__What to do__
Repeat each entry as written and leave the images out of the copy.

++++

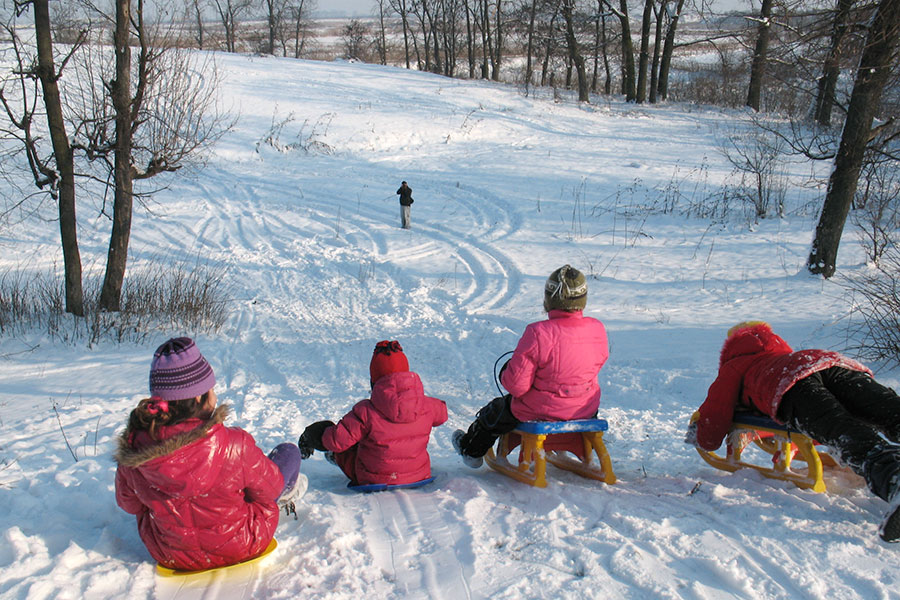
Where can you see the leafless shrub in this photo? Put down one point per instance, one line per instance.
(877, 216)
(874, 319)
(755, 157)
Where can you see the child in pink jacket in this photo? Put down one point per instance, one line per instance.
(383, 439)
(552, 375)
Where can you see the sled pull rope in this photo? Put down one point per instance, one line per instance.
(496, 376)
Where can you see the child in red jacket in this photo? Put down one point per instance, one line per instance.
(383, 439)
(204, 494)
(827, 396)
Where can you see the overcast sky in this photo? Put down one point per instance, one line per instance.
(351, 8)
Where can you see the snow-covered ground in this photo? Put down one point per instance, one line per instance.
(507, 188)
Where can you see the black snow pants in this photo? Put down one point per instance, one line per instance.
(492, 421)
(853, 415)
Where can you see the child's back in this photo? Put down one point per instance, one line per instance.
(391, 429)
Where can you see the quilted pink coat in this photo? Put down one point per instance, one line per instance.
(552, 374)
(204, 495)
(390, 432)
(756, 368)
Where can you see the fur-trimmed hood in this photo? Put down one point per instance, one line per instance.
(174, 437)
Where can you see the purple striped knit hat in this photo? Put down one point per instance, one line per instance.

++++

__Task response__
Where can you see the leafless shrub in this photo? Put down one point per instance, one line per instance.
(877, 216)
(874, 319)
(755, 157)
Where can you see the child in pink jacket in this photo? Put down one point per instance, one line per instance.
(383, 439)
(552, 375)
Where can you see the sled pull rope in this photo? Put down one point per instance, one line per instance.
(496, 376)
Where can you see the child in red jacket in this photo? Put down one point per instance, one line per instance.
(383, 439)
(204, 494)
(827, 396)
Where can you see the overcast sky in this photo? Put down one point per instance, one line per instance.
(351, 8)
Where can you see the snow-covered ground in this photo? Put down one point per instance, one line per instance.
(507, 188)
Where can you see the black snow pants in this photo? Put down one point per instance, one line per instance.
(492, 421)
(853, 415)
Where can you see the child's back in this photo? Put down one point per instance, one line per instance.
(391, 429)
Where can you see the quilted pink coat in this photo? Put down one point per instance, one line per instance.
(552, 374)
(204, 495)
(390, 432)
(756, 368)
Where can you see the fur-trimmed hood in this photo? Put down one point per instance, one line per instance.
(174, 437)
Where can you see the purple striped knit hat in this photo? Put down one point per instance, one line per instance.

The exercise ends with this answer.